● Work task 1:
In the Lungu burial article, where did Edgar Lungu die?
● Work task 2:
Please pick up the Lungu burial article after its last sentence and continue it.
::: Selected passage :::
Zambia takes custody of former President Edgar Lungu’s body amid burial dispute

WorldView · Tania Wanjiku · April 23, 2026
Zambia takes custody of former President Edgar Lungu’s body amid burial dispute
Former Zambian President Edgar Lungu who died on June 5, 2025
In Summary

Edgar Lungu died in South Africa 10 months ago after an undisclosed illness at a clinic in Pretoria. He served as Zambia’s president from 2015 until 2021, when he lost the election by a wide margin to Hakainde Hichilema.

The government of Zambia has confirmed that it has taken custody of the body of former president Edgar Lungu after a long-running dispute with his family over his burial arrangements, marking a major development in a case that has stretched across months and involved court battles in South Africa.

Authorities said the move was taken despite objections from Lungu’s family, who have insisted on a private burial. The disagreement has deepened tensions between the family and the administration of President Hakainde Hichilema over where the former head of state should be laid to rest.

Edgar Lungu died in South Africa 10 months ago after an undisclosed illness at a clinic in Pretoria. He served as Zambia’s president from 2015 until 2021, when he lost the election by a wide margin to Hakainde Hichilema.

The Zambian government has maintained that Lungu should be buried with full state honours at the designated presidential burial site in Lusaka, alongside other former heads of state. Officials argue this is the appropriate national protocol for someone who once held the country’s highest office.
::: Stored data :::
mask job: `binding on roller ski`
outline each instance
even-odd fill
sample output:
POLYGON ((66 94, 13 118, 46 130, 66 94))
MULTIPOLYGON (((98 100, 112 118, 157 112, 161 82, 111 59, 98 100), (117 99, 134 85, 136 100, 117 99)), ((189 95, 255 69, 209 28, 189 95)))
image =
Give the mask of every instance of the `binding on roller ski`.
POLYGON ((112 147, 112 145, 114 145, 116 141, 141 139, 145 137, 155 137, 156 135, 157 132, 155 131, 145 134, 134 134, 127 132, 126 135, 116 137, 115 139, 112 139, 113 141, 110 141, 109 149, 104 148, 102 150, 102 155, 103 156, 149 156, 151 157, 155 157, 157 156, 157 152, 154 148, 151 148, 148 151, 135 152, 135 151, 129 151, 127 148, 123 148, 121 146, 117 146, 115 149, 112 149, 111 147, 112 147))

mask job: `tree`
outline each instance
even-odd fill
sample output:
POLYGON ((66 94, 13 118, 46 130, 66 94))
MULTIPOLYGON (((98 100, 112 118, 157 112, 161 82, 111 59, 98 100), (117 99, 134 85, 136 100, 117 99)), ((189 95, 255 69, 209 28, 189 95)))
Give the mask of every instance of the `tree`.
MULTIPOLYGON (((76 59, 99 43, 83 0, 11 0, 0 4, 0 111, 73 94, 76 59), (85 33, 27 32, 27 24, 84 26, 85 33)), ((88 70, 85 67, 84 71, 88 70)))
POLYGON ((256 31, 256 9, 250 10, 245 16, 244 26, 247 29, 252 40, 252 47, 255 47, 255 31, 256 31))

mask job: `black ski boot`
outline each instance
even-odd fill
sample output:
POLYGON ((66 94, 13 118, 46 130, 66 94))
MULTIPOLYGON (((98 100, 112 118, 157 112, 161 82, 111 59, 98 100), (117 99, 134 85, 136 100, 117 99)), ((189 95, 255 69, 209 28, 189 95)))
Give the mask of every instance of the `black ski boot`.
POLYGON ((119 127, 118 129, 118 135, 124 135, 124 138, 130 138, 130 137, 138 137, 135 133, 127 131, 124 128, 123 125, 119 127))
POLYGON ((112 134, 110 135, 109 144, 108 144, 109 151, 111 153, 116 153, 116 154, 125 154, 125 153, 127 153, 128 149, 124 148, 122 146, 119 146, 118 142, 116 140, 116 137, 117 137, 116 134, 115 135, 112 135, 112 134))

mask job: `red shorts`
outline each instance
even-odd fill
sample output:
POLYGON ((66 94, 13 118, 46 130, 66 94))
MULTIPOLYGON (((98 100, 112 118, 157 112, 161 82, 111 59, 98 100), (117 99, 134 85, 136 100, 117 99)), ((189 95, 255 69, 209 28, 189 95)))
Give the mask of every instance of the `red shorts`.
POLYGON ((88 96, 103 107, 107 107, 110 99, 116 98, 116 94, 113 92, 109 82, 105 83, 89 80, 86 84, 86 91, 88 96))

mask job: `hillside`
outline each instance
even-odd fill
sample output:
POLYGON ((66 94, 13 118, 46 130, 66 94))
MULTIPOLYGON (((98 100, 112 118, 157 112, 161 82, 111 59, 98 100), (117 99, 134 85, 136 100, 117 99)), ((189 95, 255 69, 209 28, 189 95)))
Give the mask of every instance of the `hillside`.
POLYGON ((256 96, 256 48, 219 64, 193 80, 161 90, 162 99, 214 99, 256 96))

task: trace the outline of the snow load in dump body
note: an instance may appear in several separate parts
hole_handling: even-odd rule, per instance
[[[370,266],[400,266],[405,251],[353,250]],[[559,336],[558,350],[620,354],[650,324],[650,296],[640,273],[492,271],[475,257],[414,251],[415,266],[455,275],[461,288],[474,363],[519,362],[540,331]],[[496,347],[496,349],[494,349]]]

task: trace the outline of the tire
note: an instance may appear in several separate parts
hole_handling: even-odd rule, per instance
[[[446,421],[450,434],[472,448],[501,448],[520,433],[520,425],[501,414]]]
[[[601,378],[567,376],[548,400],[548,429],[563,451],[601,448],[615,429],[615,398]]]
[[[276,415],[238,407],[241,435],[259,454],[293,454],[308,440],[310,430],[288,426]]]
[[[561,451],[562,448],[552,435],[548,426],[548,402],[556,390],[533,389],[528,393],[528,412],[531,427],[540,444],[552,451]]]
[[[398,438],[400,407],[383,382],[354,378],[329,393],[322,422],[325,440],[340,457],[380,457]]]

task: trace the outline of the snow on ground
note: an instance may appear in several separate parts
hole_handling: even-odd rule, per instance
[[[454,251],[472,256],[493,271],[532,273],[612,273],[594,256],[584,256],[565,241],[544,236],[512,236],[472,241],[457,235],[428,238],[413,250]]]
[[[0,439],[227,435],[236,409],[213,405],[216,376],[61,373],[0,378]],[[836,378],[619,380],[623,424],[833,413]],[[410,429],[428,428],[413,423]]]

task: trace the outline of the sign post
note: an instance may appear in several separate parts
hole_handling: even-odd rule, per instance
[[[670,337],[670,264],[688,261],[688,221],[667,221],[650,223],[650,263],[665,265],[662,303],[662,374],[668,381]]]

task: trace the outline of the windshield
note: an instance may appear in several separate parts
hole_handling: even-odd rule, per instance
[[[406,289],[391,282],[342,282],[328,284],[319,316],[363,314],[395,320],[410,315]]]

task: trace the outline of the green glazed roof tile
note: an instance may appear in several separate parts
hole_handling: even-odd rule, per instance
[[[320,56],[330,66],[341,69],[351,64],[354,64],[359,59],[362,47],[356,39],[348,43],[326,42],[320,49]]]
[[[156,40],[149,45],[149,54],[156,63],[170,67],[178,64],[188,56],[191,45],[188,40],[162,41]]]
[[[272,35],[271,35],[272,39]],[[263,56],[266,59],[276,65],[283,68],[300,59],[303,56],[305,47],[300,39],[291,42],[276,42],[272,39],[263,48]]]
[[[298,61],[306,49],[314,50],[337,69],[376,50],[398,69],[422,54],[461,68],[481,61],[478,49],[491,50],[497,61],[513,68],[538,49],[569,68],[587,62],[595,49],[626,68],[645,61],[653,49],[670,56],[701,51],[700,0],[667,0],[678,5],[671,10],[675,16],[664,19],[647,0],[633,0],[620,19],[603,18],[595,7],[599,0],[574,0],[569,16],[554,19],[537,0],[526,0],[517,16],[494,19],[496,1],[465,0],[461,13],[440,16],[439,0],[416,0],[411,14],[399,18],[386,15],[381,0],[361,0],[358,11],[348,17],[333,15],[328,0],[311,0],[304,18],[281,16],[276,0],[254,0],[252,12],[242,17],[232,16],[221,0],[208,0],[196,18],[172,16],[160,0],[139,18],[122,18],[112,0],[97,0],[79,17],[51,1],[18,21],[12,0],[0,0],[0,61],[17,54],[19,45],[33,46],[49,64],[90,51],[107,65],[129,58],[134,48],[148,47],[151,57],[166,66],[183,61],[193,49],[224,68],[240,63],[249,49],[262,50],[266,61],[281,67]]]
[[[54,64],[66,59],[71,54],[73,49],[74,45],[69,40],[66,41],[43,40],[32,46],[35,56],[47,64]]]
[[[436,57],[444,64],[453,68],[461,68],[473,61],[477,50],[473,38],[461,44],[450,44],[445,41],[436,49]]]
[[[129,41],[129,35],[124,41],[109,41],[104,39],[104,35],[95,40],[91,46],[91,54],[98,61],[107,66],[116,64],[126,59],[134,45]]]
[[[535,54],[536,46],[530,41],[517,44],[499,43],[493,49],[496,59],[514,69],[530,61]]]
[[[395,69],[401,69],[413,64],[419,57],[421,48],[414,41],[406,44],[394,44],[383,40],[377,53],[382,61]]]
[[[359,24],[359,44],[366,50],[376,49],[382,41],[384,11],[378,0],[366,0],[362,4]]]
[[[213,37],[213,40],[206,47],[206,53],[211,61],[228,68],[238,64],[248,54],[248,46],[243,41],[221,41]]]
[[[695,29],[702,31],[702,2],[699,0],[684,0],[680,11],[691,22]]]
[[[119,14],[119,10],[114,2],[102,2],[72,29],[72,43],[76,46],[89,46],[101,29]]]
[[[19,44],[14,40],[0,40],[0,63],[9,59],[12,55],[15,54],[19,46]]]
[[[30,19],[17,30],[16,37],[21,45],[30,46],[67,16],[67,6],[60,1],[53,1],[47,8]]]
:::
● Written answer 1:
He died in South Africa, at a clinic in Pretoria.

● Written answer 2:
However, the family has rejected a state funeral, insisting on a private burial. They said discussions with the government collapsed after disagreements over funeral arrangements.

Last August, a South African court ruled that the Zambian government could repatriate the body and proceed with a state funeral. The family challenged the ruling, but the latest development follows what the Zambian Attorney General Mulilo Kabesha described as their “inability to proceed with their case” at the appeals court.

Family spokesperson Makebi Zulu, speaking on a Zambian YouTube news channel on Wednesday evening, disputed that position, saying the appeal process had not lapsed and that proper legal procedures had been followed.

The family’s legal team has now filed an urgent application at the high court in South Africa seeking the return of the body to the funeral home where it had originally been kept, pending further legal direction.

The dispute has been shaped by long-standing political tensions between Lungu’s family and the current administration. The family has also maintained that the former president did not want Hakainde Hichilema to attend his funeral.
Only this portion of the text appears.